[Trecho do documento]

Carlos Wizard, que lidera grupo para comprar vacina, diz que não vê lógica em doar para o SUS
Segundo o empresário, a compra privada não tem conotação de fura-fila da vacina, porque estaria ajudando o governo a acelerar o processo para retomar a economia.
O bilionário Carlos Wizard, que lidera uma corrente de empresários interessados em comprar vacina contra a Covid para imunizar seus funcionários antes dos grupos prioritários, prevê uma onda de judicialização após as recentes decisões que autorizaram grupos de magistrados e motoristas de aplicativos a importarem as doses.
O grupo de Wizard, que tem a participação do dono da Havan, Luciano Hang, aceita a contrapartida de bancar uma parte das vacinas para o SUS, se for necessário para liberar a compra privada, mas a contragosto.
Segundo Wizard, que é dono da Sforza, de redes como KFC e Pizza Hut no Brasil, sai mais barato para os empresários pagar esse investimento nas vacinas do que ver o país continuar parado.

[/Trecho do documento]
[Informações fornecidas]

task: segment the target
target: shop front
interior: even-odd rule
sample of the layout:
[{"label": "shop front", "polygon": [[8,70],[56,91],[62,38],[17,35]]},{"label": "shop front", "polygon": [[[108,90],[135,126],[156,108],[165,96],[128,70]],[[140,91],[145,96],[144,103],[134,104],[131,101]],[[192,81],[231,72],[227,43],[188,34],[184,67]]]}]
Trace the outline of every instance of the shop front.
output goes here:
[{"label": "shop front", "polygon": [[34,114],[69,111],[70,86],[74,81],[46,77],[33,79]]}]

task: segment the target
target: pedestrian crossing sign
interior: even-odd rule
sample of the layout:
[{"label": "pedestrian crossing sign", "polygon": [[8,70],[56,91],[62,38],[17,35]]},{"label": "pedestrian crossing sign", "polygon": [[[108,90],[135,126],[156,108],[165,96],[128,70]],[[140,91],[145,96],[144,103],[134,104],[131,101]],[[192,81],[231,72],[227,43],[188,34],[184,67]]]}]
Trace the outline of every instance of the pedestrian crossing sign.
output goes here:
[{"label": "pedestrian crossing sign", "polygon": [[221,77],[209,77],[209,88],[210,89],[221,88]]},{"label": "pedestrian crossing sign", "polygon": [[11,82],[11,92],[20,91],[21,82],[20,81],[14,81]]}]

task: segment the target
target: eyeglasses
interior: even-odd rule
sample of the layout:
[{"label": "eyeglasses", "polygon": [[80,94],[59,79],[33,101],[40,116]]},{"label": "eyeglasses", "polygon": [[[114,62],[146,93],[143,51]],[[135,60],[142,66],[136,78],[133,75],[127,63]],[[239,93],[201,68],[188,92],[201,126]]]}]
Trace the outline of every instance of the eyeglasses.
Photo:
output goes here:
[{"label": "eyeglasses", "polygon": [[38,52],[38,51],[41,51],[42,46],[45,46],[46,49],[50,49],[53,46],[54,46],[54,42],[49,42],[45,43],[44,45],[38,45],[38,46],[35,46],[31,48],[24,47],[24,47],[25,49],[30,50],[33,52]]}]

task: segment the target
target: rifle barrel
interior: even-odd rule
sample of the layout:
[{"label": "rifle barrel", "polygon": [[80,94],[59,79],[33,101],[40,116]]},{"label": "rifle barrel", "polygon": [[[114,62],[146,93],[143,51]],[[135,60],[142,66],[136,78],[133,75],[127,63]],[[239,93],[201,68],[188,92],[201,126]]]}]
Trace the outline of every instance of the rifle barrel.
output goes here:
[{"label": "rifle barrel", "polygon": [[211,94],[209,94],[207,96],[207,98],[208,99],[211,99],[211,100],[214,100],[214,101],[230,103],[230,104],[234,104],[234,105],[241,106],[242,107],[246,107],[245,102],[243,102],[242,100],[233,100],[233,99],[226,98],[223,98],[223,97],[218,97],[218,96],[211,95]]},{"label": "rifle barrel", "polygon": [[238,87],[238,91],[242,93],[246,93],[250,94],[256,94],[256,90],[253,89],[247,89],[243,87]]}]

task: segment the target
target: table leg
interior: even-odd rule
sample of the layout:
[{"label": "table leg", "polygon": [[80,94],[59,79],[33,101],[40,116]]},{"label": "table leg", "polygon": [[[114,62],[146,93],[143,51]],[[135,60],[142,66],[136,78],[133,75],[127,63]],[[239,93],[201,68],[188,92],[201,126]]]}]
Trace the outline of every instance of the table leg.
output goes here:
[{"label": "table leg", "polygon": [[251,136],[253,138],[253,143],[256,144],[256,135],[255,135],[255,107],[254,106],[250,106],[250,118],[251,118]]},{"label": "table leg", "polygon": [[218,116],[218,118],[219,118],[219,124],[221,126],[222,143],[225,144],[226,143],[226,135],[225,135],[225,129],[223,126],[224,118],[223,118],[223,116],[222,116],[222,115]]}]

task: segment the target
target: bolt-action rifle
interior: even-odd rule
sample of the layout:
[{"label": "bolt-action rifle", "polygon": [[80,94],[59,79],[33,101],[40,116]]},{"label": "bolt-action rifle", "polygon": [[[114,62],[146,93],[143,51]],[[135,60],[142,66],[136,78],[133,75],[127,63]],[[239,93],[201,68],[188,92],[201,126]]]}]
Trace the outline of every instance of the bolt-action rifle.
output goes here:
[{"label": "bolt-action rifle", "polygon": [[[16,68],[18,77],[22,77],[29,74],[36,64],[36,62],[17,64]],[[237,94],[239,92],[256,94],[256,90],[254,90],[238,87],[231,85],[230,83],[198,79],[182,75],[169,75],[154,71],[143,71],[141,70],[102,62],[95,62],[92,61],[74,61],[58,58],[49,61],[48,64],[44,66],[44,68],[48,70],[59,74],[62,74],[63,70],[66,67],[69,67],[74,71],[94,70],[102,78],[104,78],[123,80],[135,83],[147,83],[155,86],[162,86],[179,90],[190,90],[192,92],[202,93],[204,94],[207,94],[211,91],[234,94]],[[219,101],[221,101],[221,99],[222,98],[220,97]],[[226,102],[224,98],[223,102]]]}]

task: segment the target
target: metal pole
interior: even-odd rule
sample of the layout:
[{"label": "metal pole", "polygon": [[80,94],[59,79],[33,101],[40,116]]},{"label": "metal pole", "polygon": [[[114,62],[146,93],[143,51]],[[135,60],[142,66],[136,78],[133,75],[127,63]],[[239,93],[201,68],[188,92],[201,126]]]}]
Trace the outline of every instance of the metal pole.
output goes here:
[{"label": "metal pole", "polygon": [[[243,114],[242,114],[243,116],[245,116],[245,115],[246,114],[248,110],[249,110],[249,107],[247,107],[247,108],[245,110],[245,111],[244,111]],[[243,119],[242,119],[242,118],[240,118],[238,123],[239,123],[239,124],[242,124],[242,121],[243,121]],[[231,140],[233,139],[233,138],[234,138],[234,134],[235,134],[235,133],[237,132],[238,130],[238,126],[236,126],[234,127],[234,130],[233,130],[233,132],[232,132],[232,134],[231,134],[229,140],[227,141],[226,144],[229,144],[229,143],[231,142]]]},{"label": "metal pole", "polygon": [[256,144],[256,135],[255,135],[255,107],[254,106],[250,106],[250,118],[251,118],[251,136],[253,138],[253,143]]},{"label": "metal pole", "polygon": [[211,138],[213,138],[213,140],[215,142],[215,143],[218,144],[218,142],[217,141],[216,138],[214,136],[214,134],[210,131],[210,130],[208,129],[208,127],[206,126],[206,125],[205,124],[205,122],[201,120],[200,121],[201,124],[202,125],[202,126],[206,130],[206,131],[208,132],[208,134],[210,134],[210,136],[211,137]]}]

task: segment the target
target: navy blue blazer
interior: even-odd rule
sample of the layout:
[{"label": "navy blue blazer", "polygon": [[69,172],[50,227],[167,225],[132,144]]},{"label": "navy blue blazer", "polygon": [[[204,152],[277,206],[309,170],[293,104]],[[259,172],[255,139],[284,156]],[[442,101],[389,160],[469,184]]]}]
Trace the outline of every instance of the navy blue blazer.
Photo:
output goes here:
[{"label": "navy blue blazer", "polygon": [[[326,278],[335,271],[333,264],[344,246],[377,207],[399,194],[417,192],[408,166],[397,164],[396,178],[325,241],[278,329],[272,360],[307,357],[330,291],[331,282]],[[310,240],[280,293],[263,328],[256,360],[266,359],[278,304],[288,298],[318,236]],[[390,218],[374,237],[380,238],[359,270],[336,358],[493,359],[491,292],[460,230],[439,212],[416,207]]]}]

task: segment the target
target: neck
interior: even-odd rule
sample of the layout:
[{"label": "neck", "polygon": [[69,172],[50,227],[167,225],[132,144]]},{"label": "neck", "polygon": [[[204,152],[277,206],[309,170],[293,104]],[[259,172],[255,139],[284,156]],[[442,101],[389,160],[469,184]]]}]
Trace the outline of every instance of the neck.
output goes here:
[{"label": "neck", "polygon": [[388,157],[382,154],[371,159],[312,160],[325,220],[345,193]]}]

[/Informações fornecidas]
[Informações fornecidas]

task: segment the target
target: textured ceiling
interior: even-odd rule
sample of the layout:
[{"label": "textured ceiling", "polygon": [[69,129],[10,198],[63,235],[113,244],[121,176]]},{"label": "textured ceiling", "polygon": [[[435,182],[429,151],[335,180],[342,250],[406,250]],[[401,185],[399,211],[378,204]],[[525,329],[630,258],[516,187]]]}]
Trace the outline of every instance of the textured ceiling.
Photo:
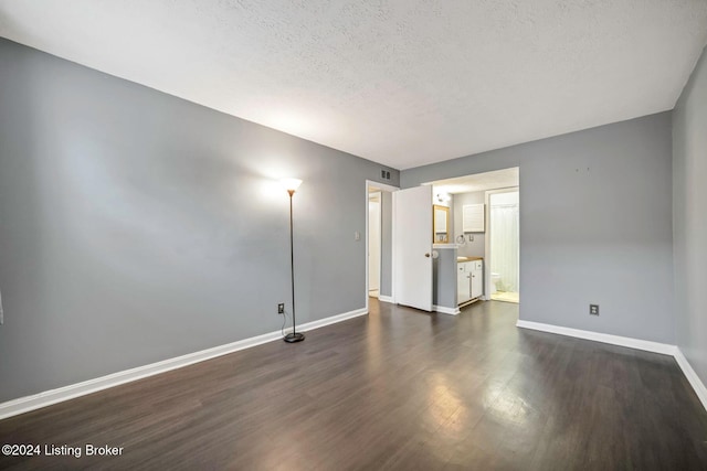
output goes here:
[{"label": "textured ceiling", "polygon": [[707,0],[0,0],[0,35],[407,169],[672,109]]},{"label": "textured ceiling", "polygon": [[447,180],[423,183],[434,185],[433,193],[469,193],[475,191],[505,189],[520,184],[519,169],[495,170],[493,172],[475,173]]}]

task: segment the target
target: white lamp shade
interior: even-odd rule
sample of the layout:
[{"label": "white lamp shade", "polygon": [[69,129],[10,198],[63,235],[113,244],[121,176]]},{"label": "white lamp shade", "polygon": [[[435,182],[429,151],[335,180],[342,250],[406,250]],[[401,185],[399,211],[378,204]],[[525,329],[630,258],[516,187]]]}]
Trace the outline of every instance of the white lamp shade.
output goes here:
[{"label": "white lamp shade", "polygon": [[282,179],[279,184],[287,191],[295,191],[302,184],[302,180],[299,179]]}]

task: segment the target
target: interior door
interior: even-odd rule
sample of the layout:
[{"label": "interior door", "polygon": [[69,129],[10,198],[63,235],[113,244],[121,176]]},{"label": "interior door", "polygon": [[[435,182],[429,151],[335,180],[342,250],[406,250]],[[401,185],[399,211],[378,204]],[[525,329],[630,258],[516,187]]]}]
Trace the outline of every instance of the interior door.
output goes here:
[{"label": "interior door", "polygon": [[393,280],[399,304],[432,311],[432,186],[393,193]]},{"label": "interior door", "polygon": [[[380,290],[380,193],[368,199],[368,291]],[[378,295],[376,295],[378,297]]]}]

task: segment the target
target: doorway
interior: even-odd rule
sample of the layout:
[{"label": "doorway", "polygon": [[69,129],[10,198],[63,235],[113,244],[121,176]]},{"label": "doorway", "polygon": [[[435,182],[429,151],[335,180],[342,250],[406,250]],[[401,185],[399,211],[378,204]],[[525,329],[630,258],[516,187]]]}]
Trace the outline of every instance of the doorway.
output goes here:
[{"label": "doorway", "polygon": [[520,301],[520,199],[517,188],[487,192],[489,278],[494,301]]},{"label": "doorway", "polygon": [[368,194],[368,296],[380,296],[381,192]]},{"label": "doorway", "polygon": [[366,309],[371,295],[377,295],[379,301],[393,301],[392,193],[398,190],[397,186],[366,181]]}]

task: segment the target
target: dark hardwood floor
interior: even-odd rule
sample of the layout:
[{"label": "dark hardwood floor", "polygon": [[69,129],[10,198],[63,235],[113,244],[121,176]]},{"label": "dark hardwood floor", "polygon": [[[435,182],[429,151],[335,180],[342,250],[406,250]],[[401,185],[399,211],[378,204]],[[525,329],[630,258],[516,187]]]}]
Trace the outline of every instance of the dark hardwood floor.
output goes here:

[/Informações fornecidas]

◆ Perguntas para responder:
1. Responda com base no texto sobre Carlos Wizard e a compra de vacinas:
(a) Quem é o dono da Havan que participa do grupo de Wizard?
(b) Quais grupos foram autorizados por decisões recentes a importar doses?
(c) De quais redes no Brasil a Sforza é dona?
2. Prossiga o texto sobre Carlos Wizard e a compra de vacinas a partir do último parágrafo.

◆ Respostas:
1.
(a) Luciano Hang.
(b) Grupos de magistrados e motoristas de aplicativos.
(c) KFC e Pizza Hut.

2.
"Em determinado momento levantou-se a questão de que os empresários possam comprar as vacinas para os seus próprios trabalhadores, desde que façam uma segunda doação para o SUS. Não consigo ver muita recíproca nessa questão. Eu já estou sendo solidário com o governo: ele está deixando de ter a logística, a mão de obra, a negociação e o custo dessa aplicação", afirma.
A faixa de preço aceitável, segundo Wizard, fica em torno de US$ 10, mas ele disse que tem ouvido propostas de até US$ 35 de fornecedores, que ele considera exageradas.
Para o empresário, a compra privada não tem conotação de fura-fila da vacina, porque estaria ajudando o governo a acelerar o processo para retomar a economia.
"Estamos falando [de vacinar] os trabalhadores ligados ao nosso grupo empresarial. Nós não estamos falando de familiares, amigos, vizinhos e conhecidos", diz.
Apoiador de Bolsonaro, Wizard foi nomeado para assumir um cargo no Ministério da Saúde no ano passado, mas saiu em meio a uma polêmica sobre a contagem das vítimas da doença. Ele é um entusiasta do tratamento precoce, com medicamentos sem eficácia comprovada.
"Eu sou tão adepto do tratamento profilático, que a cada 15 dias eu tomo hidroxicloroquina. Tomo invermectina, zinco e vitamina D. Já estamos com um ano de pandemia, e, até agora, não tive nenhum sintoma de Covid. Não peguei", afirma.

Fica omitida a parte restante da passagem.